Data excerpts
--------------------------------

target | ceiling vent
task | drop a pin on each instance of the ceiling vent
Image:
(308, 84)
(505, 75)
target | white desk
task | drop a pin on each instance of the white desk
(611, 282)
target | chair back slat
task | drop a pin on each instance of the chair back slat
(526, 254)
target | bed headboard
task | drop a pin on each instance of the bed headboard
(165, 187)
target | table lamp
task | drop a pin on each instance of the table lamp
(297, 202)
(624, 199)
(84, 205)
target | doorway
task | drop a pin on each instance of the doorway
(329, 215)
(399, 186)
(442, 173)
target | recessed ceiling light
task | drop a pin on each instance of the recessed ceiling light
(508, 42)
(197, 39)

--------------------------------

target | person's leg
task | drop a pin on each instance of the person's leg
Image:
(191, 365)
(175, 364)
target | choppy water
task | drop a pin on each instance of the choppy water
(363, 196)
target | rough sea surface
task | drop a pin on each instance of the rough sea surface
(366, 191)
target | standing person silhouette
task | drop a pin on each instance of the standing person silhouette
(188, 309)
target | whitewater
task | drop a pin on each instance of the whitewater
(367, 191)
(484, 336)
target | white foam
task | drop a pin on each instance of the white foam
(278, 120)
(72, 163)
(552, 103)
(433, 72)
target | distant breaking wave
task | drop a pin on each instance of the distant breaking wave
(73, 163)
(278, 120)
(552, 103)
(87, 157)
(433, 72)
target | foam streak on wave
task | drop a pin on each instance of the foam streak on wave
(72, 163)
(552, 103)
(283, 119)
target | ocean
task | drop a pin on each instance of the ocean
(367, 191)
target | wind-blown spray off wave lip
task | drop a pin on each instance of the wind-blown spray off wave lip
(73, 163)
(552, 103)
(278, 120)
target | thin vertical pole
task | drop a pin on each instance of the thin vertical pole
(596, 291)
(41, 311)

--------------------------------

Scan the records above and report every line with the string "vent".

== ANSWER TO THE EXERCISE ==
target | ceiling vent
task | drop a pin on each instance of the ceiling vent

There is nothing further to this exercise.